*TASK INSTRUCTIONS*: From the passage on Henry James below, extract word for word the part starting with "The post–Civil War" and going on through "to European culture.".

Top of PASSAGE

Henry James was born in New York City into
an intellectually gifted and financially secure family on April 15, 1843.
His father, Henry James, Sr., was a well-known theologian and thinker,
and his mother, Mary Robertson Walsh, was the daughter of a wealthy Albany
cotton merchant and a devout Presbyterian. Henry was the second
of five children born to the couple. His siblings include the distinguished
philosopher and psychologist William James and the noted diarist
Alice James. The family spent Henry’s early years traveling back
and forth across the Atlantic, and he was subsequently educated
in Geneva, Paris, London, and Bonn. At 19,
he spent a year at Harvard Law School but did not find inspiration
or contentment in the study of law. Two years later, he published
his first short story, “A Tragedy of Errors” (1864),
and decided to dedicate himself entirely to writing literature.
Soon after, James became a frequent contributor to the Nation and Atlantic
Monthly magazines, where he published short fiction, essays,
and other types of writing for the next six years.
In 1876, after a short sojourn
to Paris as a contributor to the New York Tribune, James
settled in England, where he would reside for the remainder of his
life. As an American in England, James found not only the environment
that best suited his personal comfort but also one that fascinated
him enough to drive his greatest literary works. The publication
of Daisy Miller (1878),
the story of a naïve American girl attempting to navigate the complex
corridors of European high society, established James as a writer
of international success and set forth what would become one of
James’s most reoccurring topical concerns: the American abroad.
The post–Civil War economic upswing had made many wealthy Americans
eager to visit the Old World. The refined cultural trappings of
European culture, however, often left brusque Americans feeling
alienated and unsure. This common occurrence gave James’s interest
in the culture clash a potent currency and a contemporary relevance,
and it helped foster his subsequent popularity—one that extends
to The Ambassadors, a work that deals thematically
with many different American reactions to European culture.
Of the 20 novels, 112 stories
and 12 plays he published in his lifetime,
James considered The Ambassadors to be his most
perfect work of art. The novel was first published serially in 1903 in
the North American Review, and it was published
two more times—in altered American and British editions—later that
same year. The Ambassadors is in many ways a typical
Jamesian novel in that it deals with the psychological interior
of a character obsessed with self-refection and preoccupied with
regret. American novelist Nathaniel Hawthorne and French novelist
Honoré de Balzac were among the writers who most influenced James
and helped inspire James’s unique approach to novel writing. In
Hawthorne’s writing, James found a frank discussion of human psychological
complexity; in Balzac’s, James found elegant details of realist
description—both of which he would incorporate into his own work.

Bottom of PASSAGE
Top of RAW DATA

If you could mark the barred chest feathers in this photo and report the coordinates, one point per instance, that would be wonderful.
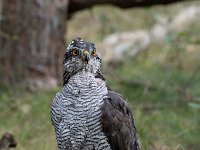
(80, 103)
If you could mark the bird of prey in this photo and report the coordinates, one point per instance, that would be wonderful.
(86, 114)
(7, 141)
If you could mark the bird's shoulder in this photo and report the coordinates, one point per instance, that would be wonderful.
(118, 123)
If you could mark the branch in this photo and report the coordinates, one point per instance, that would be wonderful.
(76, 5)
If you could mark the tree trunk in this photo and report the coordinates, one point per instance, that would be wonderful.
(32, 41)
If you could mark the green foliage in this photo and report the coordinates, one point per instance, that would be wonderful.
(162, 85)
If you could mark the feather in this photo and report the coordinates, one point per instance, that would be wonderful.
(118, 124)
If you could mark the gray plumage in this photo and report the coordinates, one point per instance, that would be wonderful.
(86, 114)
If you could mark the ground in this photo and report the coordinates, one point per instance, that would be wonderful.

Bottom of RAW DATA

*COMPLETED TASK*:
The post–Civil War economic upswing had made many wealthy Americans
eager to visit the Old World. The refined cultural trappings of
European culture, however, often left brusque Americans feeling
alienated and unsure. This common occurrence gave James’s interest
in the culture clash a potent currency and a contemporary relevance,
and it helped foster his subsequent popularity—one that extends
to The Ambassadors, a work that deals thematically
with many different American reactions to European culture.